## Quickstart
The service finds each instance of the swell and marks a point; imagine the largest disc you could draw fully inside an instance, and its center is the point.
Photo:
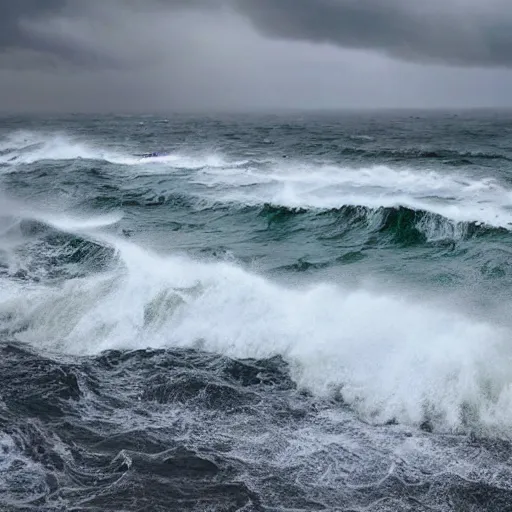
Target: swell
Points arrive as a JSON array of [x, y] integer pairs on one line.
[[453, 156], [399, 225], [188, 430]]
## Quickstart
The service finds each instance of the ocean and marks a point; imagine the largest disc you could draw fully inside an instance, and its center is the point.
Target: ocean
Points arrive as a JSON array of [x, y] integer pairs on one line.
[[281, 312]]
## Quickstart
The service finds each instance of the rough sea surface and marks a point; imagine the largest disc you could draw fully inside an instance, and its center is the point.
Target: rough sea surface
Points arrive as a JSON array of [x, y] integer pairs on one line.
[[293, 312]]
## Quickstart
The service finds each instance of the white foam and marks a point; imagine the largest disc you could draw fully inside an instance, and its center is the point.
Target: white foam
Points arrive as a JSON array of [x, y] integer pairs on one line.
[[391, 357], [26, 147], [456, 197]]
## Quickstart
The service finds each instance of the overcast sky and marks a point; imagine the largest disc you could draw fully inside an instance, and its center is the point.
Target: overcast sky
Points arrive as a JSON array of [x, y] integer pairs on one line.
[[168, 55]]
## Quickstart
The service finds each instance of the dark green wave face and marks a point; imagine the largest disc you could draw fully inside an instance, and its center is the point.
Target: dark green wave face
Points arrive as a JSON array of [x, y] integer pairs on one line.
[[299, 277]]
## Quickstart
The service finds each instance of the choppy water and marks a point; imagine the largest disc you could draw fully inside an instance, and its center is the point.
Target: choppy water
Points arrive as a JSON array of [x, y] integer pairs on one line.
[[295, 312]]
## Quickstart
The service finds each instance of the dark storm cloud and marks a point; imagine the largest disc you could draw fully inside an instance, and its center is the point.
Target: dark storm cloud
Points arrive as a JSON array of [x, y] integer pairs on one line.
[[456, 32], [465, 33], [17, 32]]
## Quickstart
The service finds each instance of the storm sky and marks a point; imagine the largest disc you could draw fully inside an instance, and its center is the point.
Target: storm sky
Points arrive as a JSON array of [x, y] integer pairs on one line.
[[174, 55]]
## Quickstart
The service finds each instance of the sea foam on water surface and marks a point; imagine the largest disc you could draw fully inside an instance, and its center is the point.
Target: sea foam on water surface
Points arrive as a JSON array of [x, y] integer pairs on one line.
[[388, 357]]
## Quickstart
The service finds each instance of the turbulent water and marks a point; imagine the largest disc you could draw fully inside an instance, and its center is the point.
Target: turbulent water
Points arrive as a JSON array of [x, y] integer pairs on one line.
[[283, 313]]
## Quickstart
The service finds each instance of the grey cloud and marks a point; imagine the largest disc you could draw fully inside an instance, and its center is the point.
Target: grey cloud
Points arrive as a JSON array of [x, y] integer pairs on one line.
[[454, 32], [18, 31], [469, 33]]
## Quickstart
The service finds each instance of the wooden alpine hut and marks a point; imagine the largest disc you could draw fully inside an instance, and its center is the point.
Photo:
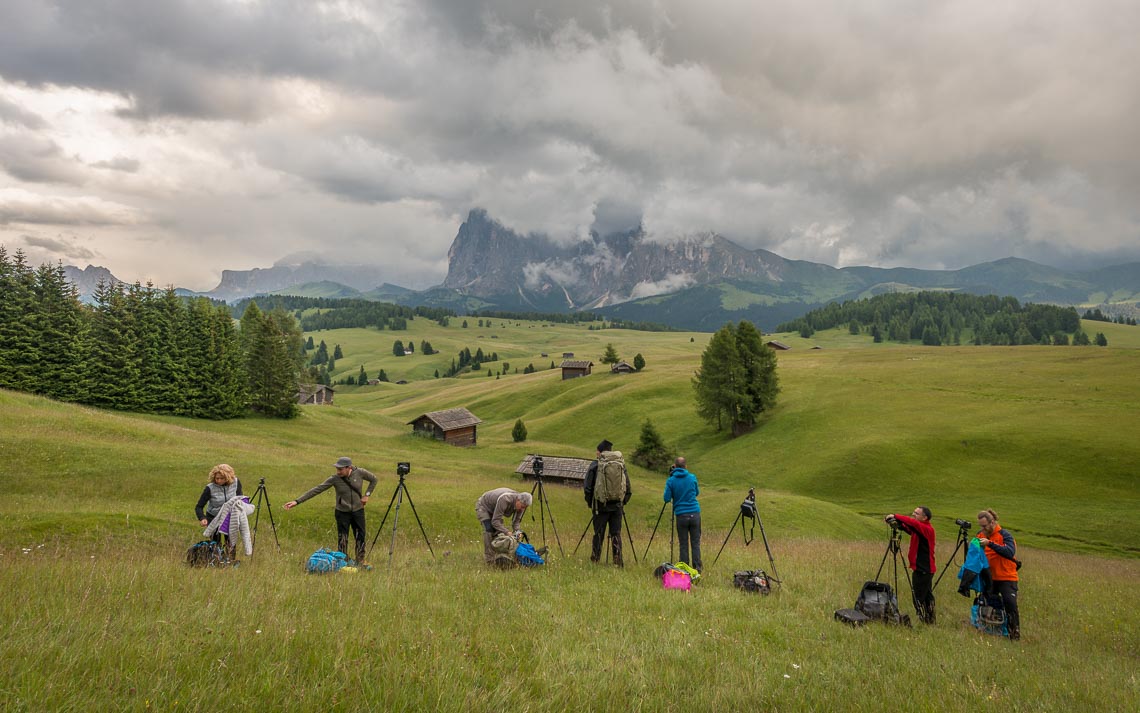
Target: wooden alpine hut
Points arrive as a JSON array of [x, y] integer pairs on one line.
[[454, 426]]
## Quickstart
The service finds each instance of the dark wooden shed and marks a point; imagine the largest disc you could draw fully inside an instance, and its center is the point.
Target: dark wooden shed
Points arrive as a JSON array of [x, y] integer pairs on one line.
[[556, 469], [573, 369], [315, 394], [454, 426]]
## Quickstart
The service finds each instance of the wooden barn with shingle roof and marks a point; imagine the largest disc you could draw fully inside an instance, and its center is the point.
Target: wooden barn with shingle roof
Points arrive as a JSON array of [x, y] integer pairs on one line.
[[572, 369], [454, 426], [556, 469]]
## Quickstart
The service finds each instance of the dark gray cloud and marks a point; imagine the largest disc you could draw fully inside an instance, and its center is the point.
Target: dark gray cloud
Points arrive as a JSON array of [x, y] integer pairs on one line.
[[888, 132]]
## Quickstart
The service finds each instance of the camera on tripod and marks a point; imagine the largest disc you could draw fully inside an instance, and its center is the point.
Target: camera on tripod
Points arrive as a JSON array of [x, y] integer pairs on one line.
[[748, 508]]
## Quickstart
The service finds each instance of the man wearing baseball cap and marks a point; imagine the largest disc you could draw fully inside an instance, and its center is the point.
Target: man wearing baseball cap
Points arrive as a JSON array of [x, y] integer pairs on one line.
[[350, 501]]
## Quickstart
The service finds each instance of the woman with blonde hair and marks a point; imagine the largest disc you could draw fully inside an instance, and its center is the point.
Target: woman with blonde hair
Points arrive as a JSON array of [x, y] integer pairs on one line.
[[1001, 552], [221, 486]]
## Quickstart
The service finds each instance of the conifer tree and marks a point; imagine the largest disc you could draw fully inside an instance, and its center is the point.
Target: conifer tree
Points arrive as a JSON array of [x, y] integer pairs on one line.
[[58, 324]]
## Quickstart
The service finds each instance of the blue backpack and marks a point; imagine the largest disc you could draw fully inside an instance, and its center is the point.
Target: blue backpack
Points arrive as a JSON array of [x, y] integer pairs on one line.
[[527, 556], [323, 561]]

════════════════

__Activity__:
Check each line above for the word "ocean", and give only the number of lines that contain it.

__Solved problem__:
2